_TEXT_
Start of Block

My name is Fortunate and I am a traditional midwife. I live in a small village in rural Darfur, in the country of Sudan, in northeast Africa. I am a widow with seven grown children (now six, since one of my daughters died last year). I take care of her three children that she left behind. Besides my work as a midwife, I work our farmland. I grow millet and vegetables for us to eat. In good rain years, we can grow extra to sell, but in dry years, we eat one meal a day and really struggle. We grow hibiscus plants that we sell to get money for oil, tea, sugar and soap. We usually have a couple of goats and a few chickens around. We used to have a whole herd of sheep and three cows, but most of them were stolen during our regional conflict here, which is still going on. My grandchildren gather firewood for cooking and grass to feed our two donkeys. The oldest child takes one donkey to fill our four jerry cans with water from the well. This is an all-day job since it is so far away.

I have seen a lot of things in my many years, though now I have trouble seeing out of one of my eyes. I‘m not sure how old I am, since we usually don‘t keep track of birth dates, but I was married when I was about 15, and now I have two great-grandchildren.

Midwife Training

I am what they call a “rope midwife,” because I follow our tradition of hanging a rope from the ceiling of the birth hut for the woman to hold onto during labor. I became a midwife on my own, without any training or mentoring. One day, after I already had a few children of my own, I was out in the fields by the well and a lady was giving birth with no one else to help her. So I helped deliver her baby, and that‘s how I became a midwife.

End of Block

_DATA_
Start of Block

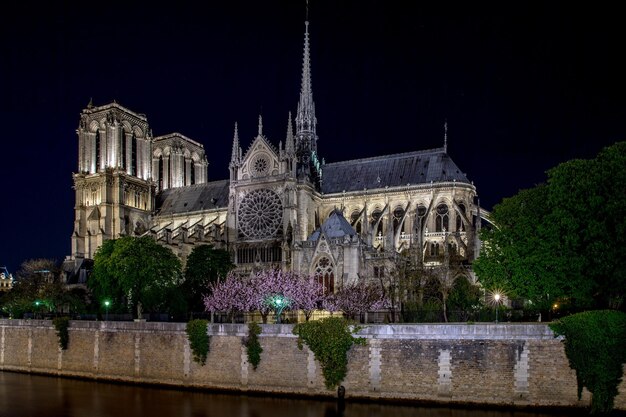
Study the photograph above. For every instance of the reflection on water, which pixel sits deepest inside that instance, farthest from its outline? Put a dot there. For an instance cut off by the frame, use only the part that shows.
(37, 396)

End of Block

Write the next part of the account by the traditional midwife from Darfur, picking up right after its last sentence. The material has nothing to do with this exercise.

In the past, some traditional midwives got to be trained by the Ministry of Health in the nearest city for a few months. Other women go through the government midwifery school for a year and a half. I didn‘t get either of those chances. These days, anyone who wants to be a midwife has to go to the school, and be under age 30 when they start, and not be pregnant or breastfeeding. Usually a midwife candidate should know how to read and write, too, so that eliminates all but one or two women in the average village. The closest school-trained midwife to us is more than two hours away by donkey, so I deliver most of the babies in our area. I would like to receive training, but I just do the best I can.

Pre-marriage and Marriage Traditions

life in Darfur

Getting married and having children is the most important desire, maybe the only goal, of most girls in our culture. If a woman is really blessed by God, she might have seven, eight, even 15 children. People often marry one of their cousins, and extended families are very important to us. Many men marry more than one wife; a few even take up to the four that Islam allows.

Sexual honor is an important value in our society. This is one reason that girls should get married within a few years after their first monthly cycle. This is also one reason that we circumcise, or “purify,” girls when they are between five and 12 years old. Some people call this female genital mutilation (FGM). It is a long-standing tradition with us. In many communities in Darfur, if a girl is not circumcised, no man will marry her because she is not “clean” and also she is more likely to run around and do bad things before marriage.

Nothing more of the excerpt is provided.